Work to complete: Number of lines below with the word "green": state it and write nothing more.
── Exercise materials
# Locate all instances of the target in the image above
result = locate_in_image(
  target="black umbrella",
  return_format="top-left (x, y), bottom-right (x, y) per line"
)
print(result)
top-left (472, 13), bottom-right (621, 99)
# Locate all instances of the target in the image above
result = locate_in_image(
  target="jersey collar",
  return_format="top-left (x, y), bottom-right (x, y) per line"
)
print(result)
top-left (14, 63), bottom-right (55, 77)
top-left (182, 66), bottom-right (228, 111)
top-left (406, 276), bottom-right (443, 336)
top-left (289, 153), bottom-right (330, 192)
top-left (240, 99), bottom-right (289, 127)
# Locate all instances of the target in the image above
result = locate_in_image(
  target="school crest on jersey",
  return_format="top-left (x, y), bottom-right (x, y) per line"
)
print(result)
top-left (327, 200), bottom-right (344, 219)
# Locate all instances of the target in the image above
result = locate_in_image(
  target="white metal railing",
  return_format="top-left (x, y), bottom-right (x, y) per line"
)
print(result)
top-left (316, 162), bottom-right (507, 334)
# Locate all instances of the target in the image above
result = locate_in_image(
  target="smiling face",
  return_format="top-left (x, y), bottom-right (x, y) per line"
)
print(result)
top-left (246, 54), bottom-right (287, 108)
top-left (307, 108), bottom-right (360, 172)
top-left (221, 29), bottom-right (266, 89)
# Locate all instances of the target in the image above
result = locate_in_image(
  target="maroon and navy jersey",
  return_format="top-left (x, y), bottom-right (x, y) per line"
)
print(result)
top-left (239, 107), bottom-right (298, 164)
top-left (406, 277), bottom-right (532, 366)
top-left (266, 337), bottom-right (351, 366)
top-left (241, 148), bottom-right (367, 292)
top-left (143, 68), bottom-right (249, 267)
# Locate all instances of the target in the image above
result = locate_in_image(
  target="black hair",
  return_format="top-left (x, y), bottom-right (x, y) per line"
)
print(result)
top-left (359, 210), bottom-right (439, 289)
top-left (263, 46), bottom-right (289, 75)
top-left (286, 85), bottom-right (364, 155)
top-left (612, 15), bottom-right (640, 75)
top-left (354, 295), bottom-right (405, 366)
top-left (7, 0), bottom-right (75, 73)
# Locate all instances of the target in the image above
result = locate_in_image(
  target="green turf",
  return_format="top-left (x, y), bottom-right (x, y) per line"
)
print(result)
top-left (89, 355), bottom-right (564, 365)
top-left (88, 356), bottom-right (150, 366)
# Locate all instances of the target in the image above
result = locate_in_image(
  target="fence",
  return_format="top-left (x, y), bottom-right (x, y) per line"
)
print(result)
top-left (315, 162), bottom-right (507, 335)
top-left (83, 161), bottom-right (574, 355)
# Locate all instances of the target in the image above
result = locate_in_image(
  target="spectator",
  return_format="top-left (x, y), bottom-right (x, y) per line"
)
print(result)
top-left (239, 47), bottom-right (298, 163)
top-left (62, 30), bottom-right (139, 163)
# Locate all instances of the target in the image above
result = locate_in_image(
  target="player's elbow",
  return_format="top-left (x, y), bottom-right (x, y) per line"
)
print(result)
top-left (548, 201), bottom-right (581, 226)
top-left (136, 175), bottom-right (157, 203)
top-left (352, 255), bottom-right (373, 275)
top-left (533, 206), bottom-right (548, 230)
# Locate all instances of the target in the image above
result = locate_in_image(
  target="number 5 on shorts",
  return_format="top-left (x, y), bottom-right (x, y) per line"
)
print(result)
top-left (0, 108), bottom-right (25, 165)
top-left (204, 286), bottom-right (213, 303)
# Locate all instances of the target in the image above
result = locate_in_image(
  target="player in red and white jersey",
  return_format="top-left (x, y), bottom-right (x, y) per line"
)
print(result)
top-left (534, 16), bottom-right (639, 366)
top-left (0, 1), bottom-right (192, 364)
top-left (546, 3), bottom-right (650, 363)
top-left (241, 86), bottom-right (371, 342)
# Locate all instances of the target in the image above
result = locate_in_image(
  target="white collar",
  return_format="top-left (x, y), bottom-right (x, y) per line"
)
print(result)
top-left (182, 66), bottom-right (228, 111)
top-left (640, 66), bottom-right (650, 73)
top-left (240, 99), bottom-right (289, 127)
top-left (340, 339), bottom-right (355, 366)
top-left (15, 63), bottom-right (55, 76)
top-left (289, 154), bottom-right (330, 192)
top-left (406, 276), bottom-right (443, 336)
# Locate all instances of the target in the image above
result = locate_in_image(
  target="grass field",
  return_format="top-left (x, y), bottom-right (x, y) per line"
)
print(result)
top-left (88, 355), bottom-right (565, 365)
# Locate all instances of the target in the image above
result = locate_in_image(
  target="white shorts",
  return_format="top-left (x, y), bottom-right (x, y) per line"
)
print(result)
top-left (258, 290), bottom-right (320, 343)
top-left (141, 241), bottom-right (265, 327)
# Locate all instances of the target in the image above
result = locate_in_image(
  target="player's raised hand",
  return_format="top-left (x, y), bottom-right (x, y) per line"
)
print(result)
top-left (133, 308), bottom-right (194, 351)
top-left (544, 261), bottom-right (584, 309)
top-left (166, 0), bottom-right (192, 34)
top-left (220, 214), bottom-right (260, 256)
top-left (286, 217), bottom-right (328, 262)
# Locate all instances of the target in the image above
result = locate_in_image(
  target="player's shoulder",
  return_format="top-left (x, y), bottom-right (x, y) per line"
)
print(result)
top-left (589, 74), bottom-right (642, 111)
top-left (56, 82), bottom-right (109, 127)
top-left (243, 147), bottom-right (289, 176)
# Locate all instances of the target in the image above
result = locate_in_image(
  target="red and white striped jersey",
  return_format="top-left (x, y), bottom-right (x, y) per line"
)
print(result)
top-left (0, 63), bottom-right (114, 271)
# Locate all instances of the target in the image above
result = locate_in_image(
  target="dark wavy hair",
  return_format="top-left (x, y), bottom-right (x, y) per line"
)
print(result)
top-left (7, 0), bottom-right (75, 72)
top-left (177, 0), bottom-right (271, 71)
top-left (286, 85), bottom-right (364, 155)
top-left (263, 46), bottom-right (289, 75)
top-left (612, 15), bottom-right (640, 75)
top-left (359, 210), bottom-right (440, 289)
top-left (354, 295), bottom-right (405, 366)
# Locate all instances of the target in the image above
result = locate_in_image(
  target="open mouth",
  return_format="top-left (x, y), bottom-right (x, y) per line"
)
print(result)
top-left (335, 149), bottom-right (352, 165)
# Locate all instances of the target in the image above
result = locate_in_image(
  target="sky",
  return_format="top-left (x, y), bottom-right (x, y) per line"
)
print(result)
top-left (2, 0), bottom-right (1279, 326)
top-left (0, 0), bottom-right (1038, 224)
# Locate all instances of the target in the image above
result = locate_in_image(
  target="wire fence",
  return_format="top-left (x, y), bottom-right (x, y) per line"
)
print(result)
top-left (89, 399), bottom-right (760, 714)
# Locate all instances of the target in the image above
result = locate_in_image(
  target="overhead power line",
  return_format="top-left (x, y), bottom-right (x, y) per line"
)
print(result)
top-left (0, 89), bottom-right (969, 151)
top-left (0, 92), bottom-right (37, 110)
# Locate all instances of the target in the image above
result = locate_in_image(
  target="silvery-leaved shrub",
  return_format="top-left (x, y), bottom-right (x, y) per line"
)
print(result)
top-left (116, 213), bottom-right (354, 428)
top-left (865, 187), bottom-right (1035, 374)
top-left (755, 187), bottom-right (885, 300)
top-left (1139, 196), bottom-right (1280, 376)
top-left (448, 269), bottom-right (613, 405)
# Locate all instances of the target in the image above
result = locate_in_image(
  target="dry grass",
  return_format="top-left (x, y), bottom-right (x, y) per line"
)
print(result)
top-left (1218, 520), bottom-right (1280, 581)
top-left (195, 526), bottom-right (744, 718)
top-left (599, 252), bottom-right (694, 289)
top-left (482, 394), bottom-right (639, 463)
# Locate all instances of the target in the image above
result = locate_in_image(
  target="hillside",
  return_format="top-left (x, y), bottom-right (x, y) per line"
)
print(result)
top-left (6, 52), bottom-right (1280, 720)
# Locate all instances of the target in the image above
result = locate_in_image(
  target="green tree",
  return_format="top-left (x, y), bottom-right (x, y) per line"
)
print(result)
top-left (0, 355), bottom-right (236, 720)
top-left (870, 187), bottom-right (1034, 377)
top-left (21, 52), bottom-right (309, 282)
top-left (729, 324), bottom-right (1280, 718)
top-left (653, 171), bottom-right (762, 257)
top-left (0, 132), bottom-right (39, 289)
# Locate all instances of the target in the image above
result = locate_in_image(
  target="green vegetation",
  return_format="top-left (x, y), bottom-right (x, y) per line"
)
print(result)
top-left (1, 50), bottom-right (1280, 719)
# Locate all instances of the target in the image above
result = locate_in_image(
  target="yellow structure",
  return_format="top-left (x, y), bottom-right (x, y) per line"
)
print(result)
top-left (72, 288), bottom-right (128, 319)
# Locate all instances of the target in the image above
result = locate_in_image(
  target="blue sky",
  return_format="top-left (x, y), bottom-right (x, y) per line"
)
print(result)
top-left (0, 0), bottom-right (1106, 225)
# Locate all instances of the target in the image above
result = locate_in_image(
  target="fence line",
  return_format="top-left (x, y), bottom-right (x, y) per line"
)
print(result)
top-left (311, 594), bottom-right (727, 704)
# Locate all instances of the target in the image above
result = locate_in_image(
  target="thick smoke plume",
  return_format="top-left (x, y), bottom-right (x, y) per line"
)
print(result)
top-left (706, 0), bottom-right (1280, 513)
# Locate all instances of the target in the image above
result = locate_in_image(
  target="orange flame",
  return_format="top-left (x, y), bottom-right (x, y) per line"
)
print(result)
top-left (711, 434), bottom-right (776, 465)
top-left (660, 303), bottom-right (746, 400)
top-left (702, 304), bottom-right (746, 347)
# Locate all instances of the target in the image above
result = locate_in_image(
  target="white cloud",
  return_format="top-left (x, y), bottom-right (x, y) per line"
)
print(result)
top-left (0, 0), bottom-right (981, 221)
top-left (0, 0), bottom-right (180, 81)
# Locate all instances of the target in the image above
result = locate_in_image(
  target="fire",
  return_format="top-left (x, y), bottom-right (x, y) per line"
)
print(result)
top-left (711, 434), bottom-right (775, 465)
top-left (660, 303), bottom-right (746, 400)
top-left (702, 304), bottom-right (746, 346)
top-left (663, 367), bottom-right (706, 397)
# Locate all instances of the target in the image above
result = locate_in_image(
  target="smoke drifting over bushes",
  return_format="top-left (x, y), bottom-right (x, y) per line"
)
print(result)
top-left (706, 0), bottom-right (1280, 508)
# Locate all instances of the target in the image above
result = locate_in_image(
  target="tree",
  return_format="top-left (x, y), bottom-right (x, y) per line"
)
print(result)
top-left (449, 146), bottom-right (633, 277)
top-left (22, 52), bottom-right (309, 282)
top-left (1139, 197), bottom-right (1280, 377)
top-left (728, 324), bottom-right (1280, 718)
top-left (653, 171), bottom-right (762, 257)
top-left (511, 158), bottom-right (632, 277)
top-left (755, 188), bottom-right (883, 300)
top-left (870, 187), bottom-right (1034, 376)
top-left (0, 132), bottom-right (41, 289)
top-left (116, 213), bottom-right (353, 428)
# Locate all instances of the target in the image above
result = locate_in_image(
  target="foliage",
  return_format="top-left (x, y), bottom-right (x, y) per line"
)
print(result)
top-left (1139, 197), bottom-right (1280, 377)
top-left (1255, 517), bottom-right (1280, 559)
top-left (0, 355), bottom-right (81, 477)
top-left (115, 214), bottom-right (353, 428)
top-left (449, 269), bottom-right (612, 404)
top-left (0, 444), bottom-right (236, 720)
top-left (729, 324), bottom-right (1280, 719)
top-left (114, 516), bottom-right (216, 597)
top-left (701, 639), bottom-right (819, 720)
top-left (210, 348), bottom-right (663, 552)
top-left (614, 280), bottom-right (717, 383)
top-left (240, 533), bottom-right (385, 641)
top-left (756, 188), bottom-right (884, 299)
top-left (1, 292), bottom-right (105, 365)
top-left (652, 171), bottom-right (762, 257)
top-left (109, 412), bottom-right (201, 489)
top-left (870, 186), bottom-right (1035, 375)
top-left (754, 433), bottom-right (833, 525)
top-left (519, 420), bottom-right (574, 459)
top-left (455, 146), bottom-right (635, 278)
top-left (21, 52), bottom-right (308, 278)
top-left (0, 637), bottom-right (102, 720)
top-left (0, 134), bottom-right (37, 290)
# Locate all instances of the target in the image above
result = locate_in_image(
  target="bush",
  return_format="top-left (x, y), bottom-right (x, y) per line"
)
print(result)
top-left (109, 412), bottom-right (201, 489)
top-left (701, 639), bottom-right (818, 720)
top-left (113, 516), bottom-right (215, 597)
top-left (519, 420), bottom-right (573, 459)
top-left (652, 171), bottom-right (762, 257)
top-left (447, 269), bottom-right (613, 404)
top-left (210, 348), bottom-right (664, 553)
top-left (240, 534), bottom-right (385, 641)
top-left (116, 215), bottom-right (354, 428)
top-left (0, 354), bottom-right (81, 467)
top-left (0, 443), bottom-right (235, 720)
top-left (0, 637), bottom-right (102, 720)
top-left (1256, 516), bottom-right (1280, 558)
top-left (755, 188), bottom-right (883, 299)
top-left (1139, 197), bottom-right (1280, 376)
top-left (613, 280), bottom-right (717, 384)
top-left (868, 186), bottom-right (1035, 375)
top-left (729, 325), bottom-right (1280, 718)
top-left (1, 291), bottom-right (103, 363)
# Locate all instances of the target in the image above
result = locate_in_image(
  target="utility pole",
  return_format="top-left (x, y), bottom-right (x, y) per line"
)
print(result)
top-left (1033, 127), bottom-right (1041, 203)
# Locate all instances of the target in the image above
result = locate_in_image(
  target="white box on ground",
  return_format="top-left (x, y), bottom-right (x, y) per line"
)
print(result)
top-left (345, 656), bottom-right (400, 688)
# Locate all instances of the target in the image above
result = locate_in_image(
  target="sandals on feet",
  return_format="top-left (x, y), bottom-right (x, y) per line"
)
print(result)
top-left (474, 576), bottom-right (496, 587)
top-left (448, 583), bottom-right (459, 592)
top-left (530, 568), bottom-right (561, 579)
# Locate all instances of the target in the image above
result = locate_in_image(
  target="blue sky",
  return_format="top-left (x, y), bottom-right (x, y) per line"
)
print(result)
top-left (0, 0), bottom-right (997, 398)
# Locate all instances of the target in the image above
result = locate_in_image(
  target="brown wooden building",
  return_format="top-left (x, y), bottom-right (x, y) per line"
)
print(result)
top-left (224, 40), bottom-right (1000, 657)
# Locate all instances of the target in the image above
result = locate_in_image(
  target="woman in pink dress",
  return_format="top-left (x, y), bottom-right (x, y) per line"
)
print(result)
────
Written answer: 3